* _Problem requirements_: Reproduce every one of the following rows word for word, with nothing added, removed, or changed.
<<<<
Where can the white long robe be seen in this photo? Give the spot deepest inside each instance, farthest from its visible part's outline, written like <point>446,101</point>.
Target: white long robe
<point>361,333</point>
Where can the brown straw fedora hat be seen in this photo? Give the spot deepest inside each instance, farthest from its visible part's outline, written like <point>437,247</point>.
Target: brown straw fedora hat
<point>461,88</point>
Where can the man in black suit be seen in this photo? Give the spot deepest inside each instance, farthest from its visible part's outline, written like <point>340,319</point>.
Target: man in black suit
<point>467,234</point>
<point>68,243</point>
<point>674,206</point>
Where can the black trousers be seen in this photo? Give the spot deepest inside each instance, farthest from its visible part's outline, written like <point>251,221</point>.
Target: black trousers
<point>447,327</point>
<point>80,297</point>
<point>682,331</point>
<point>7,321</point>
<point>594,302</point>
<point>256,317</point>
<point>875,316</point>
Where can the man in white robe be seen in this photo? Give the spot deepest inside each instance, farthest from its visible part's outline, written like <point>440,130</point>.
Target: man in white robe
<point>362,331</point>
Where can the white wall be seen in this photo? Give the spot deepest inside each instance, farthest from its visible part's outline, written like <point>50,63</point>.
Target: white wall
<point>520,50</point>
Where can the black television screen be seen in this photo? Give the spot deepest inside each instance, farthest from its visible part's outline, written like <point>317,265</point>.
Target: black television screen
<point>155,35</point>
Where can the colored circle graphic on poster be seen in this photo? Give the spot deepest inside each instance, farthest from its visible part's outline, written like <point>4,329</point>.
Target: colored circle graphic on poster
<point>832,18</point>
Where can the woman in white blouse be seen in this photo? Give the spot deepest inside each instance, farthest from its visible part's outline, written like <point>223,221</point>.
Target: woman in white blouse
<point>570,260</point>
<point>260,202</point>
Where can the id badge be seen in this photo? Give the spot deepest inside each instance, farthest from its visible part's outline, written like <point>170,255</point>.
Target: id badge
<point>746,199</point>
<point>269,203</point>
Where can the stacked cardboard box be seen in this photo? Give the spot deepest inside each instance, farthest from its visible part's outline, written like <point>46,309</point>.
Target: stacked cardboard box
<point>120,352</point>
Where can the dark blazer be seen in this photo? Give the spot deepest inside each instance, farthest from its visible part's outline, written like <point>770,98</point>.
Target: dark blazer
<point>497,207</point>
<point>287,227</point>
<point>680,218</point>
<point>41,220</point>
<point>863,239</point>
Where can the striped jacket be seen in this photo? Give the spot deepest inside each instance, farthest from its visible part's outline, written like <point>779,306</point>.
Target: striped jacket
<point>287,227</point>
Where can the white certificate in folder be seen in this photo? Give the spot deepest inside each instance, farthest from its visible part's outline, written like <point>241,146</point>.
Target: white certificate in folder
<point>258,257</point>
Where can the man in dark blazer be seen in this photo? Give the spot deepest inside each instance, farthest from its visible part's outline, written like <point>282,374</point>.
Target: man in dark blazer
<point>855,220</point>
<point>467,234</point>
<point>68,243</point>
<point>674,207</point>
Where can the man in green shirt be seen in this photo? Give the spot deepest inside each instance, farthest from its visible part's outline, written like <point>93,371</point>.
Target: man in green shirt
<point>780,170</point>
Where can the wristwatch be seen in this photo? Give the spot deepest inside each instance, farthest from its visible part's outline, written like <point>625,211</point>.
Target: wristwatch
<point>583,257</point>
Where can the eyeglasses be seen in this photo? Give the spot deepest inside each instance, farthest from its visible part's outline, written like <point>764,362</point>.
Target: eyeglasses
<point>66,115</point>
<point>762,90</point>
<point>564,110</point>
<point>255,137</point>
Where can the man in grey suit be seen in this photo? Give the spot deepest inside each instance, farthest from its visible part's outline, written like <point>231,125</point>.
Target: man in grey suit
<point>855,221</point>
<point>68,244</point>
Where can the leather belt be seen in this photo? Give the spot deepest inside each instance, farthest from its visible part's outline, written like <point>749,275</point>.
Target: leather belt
>>>>
* _Output of the exercise_:
Where can the white long robe be seen in this photo? Give the spot deepest inside each instance, farthest from its visible part's outline, written like <point>446,101</point>.
Target: white long robe
<point>361,333</point>
Where can the brown straw fedora hat be seen in this photo? Give the spot deepest inside each instance, farthest from its visible part's outline, written like <point>437,247</point>.
Target: brown straw fedora hat
<point>461,88</point>
Where can the man in black suit be seen in this photo? Give the spot deepest inside each instance, farthest from its visible part's outline, written like <point>340,319</point>.
Target: man in black suit
<point>467,234</point>
<point>68,243</point>
<point>674,206</point>
Where can the black trousers be seen in this photo? Give the spot deepest inside each instance, farthest from its visible part's outline, written like <point>251,221</point>.
Target: black trousers
<point>447,327</point>
<point>80,297</point>
<point>682,331</point>
<point>7,321</point>
<point>594,302</point>
<point>256,317</point>
<point>875,316</point>
Where can the man in white robe be seen in this photo? Give the spot deepest inside each instance, farthest from its visible part's outline, written like <point>440,130</point>.
Target: man in white robe
<point>362,331</point>
Where can the white wall be seen in this photo? Give the spot deepest inside each instance, farthest from its visible part's outline, written like <point>50,63</point>.
Target: white wall
<point>520,50</point>
Where can the black television screen be seen in this photo? Give the spot deepest inside each instance, farthest from its visible part's outline, written like <point>317,265</point>.
Target: black television screen
<point>155,35</point>
Where can the colored circle graphic on poster be seen in this photo? Give the spot deepest inside each instance, farthest from its visible part's outline, written like <point>4,329</point>.
Target: colored circle graphic on poster
<point>832,18</point>
Where can the woman in white blouse be seen in this photo? Give the spot deepest inside each instance, farthest from its visible part's outline, written like <point>223,221</point>.
Target: woman in white blouse
<point>570,260</point>
<point>260,202</point>
Where can the id badge be seen in this photo? Give the spot deepest inside each instance, farthest from its visible part's outline, written like <point>170,255</point>.
Target: id badge
<point>746,199</point>
<point>269,203</point>
Where can the stacked cardboard box be seen in this photo? Give the spot deepest inside each instance, farthest from its visible part's outline, written like <point>46,309</point>.
Target: stacked cardboard box
<point>120,352</point>
Where can the dark blazer be seen in this photo? Give the spot deepest inside each instance, farthest from its visible part's outline, written like <point>770,98</point>.
Target: dark blazer
<point>497,207</point>
<point>287,227</point>
<point>680,218</point>
<point>41,220</point>
<point>863,239</point>
Where can the striped jacket be seen in this photo? Give the spot deepest inside each instance, farthest from its visible part's outline, written like <point>779,306</point>.
Target: striped jacket
<point>287,227</point>
Where can the white certificate in folder be seen in this photo? Give the spot deepest inside each instance, farthest from its visible part's outline, written like <point>241,146</point>.
Target: white certificate in folder
<point>258,257</point>
Where can the man in dark blazer be seen in this photo? Give the spot deepest inside each instance, farthest from its visible part's outline, written like <point>282,374</point>.
Target: man in dark blazer
<point>855,220</point>
<point>467,234</point>
<point>68,243</point>
<point>674,207</point>
Where can the man in green shirt be seen in this photo? Give the spot deepest inside each instance, farthest from its visible part's outline, written like <point>93,371</point>.
Target: man in green shirt
<point>780,170</point>
Where can the wristwatch be seen in this photo? Give the spot deepest inside each instance, farthest from its visible part's outline, written like <point>625,211</point>.
Target: wristwatch
<point>583,257</point>
Where can the eyeglasses be seen in this photo? Give the spot deepest inside each instance, farthest from its visible part's outline, written like <point>764,362</point>.
Target: eyeglasses
<point>66,115</point>
<point>762,90</point>
<point>564,110</point>
<point>255,137</point>
Where can the man in grey suit be seen in this photo? Give the spot deepest inside each instance, farthest from its visible part's outline, written like <point>231,125</point>.
Target: man in grey suit
<point>855,221</point>
<point>68,244</point>
Where can the leather belt be seen in this photo? Give the spot deepest inside each instance, farthest from its visible part's outline, written like <point>749,275</point>.
Target: leather belt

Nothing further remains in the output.